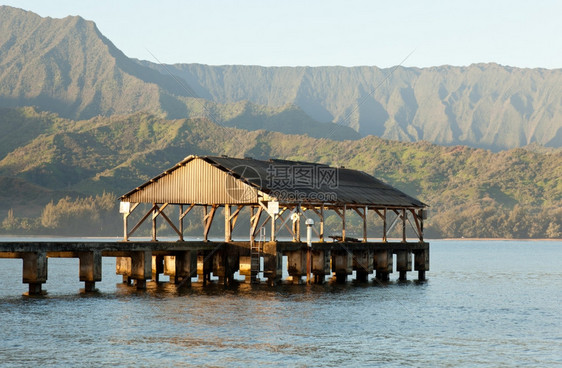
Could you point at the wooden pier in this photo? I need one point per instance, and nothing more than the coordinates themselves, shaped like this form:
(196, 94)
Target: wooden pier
(276, 197)
(139, 261)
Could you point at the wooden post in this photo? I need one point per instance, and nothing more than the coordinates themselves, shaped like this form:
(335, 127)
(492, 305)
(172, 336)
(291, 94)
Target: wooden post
(227, 224)
(384, 236)
(273, 229)
(322, 223)
(298, 225)
(343, 224)
(154, 215)
(125, 226)
(365, 224)
(181, 222)
(404, 225)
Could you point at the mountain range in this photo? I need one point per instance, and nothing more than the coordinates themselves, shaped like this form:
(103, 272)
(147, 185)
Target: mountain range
(67, 66)
(79, 118)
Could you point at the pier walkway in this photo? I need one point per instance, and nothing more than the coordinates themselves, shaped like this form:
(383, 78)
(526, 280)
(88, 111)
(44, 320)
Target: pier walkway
(139, 261)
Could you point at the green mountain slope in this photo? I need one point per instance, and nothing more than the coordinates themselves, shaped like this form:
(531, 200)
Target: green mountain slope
(67, 66)
(472, 192)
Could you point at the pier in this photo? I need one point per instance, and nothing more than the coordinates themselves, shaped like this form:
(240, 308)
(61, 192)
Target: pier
(276, 197)
(140, 261)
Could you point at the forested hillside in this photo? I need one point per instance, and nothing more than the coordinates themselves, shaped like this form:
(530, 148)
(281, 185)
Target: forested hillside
(67, 66)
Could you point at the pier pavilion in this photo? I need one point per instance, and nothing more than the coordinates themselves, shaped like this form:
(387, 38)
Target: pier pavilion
(275, 196)
(282, 195)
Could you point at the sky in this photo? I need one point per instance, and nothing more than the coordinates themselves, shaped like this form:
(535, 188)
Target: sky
(419, 33)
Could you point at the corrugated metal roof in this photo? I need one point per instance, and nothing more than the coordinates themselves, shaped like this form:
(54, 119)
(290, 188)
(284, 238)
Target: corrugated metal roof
(294, 181)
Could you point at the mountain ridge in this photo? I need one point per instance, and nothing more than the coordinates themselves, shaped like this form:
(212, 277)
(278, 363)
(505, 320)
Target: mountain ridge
(69, 67)
(471, 192)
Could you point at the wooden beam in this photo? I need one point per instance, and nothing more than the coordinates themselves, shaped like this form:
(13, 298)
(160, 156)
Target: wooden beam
(161, 213)
(208, 220)
(280, 215)
(254, 219)
(140, 221)
(418, 225)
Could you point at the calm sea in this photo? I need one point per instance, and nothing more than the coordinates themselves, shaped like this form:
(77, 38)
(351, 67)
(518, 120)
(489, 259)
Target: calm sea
(486, 303)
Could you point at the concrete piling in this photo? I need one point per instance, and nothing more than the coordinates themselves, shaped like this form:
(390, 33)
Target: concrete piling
(403, 263)
(35, 271)
(90, 269)
(342, 264)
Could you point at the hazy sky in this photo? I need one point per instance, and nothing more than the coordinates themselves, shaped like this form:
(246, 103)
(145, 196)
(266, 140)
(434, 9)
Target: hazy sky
(290, 32)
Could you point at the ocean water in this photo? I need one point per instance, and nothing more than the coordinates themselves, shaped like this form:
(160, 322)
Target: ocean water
(485, 304)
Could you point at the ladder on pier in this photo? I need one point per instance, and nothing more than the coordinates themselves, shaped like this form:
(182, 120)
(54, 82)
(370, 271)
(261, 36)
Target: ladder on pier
(256, 249)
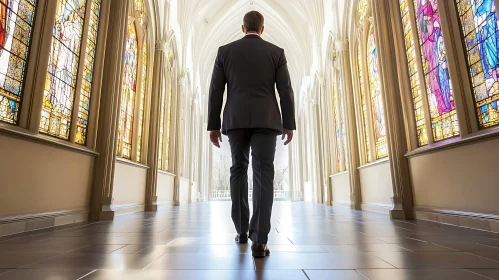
⁂
> _Prompt_: Reproduce the whole listing exactly, but not the images in it.

> _Result for this task_:
Could you point at the wooden pier in this photo? I need one point per instance, and nothing more than the coordinates themselves, shaped like this form:
(196, 94)
Target: wooden pier
(276, 197)
(139, 261)
Could you point at the wooden post in this photo? I need one point per instance, and nothing more than the coordinates themselves, shaped like this form:
(335, 127)
(492, 305)
(172, 336)
(291, 94)
Target: wooden post
(227, 224)
(384, 236)
(273, 229)
(322, 223)
(298, 225)
(343, 224)
(154, 215)
(125, 226)
(365, 224)
(181, 222)
(404, 225)
Could you point at the mountain range in this photo? I need one point per instance, and nothing more than the coordinates themselves, shaped like this form:
(103, 272)
(147, 185)
Target: mountain range
(67, 66)
(79, 118)
Could you point at the pier walkway in this photo? I need one point per instance, and nothing more than the coordinates themselves, shaped like this form:
(383, 78)
(526, 280)
(88, 111)
(44, 320)
Target: pier walkway
(139, 261)
Could you point at the green mountain slope in this photo? I need one point per instance, and nothing more than the coordinates themselves, shaped like this form:
(531, 200)
Target: green mountain slope
(67, 66)
(472, 192)
Could you point at the pier in this photo? I need one point per instance, and nothing more than the coordinates themselves, shaped like this form:
(240, 308)
(61, 192)
Target: pier
(276, 197)
(140, 261)
Could you point at the forested hillside in this photo? I need one point per instance, and nothing more than the coordinates themselves, shaped like this form:
(530, 148)
(281, 185)
Target: forested hillside
(67, 66)
Could you point at the pier pavilion in this photo? I need one point per instance, and nothing more than the coordinates themselves, shaped like this form:
(387, 38)
Target: pier pavilion
(275, 196)
(282, 195)
Could you point at the sky in this photo? I need one point per instance, and nothing more than the coordinates themselves, shaped like this form:
(535, 188)
Target: sky
(419, 33)
Could you point at the corrugated metal roof in this photo? I need one point per instance, and nothing more than the coordinates themselves, shaped like this form:
(54, 119)
(290, 188)
(284, 238)
Target: corrugated metal roof
(294, 181)
Could you point at the mountain ridge in this photo? I need one point per instance, and nothing more than the coordinates themselves, shaped like this form:
(212, 277)
(278, 363)
(505, 320)
Target: mountain ridge
(69, 67)
(471, 192)
Could you point at the wooden beam in this photo? I need one point per instance, and nothing more than the coordinates themselves, shaped like this form:
(13, 298)
(160, 156)
Target: wooden beam
(161, 213)
(208, 220)
(280, 215)
(254, 219)
(140, 221)
(418, 225)
Could you point at the calm sea in this photo? I need one point per instance, and nothing more than the coordinates themselves, shaped like this form:
(77, 38)
(351, 67)
(518, 120)
(489, 259)
Target: calm sea
(486, 303)
Could you point at the concrete piling in this photo? I need one point per instance, and nothing more than the coordinates themselves, shaped like this form:
(390, 33)
Target: concrete piling
(403, 263)
(35, 271)
(90, 269)
(342, 264)
Could you point at the hazy sky in this photo? I need one point per instance, and nothing more than the coordinates themselves, shaped like this form:
(246, 103)
(145, 196)
(266, 140)
(434, 9)
Target: hazy sky
(290, 32)
Could you point at the ocean water in this photo? I need one point per instance, and nothing more than the coordinates themselves, shaped like this form:
(160, 322)
Target: ocean water
(485, 304)
Could you point at the ladder on pier in this photo? I need one point per instance, and nothing more than the coordinates themselves, shaped like this form:
(182, 120)
(54, 82)
(370, 271)
(261, 36)
Target: ladder on pier
(256, 249)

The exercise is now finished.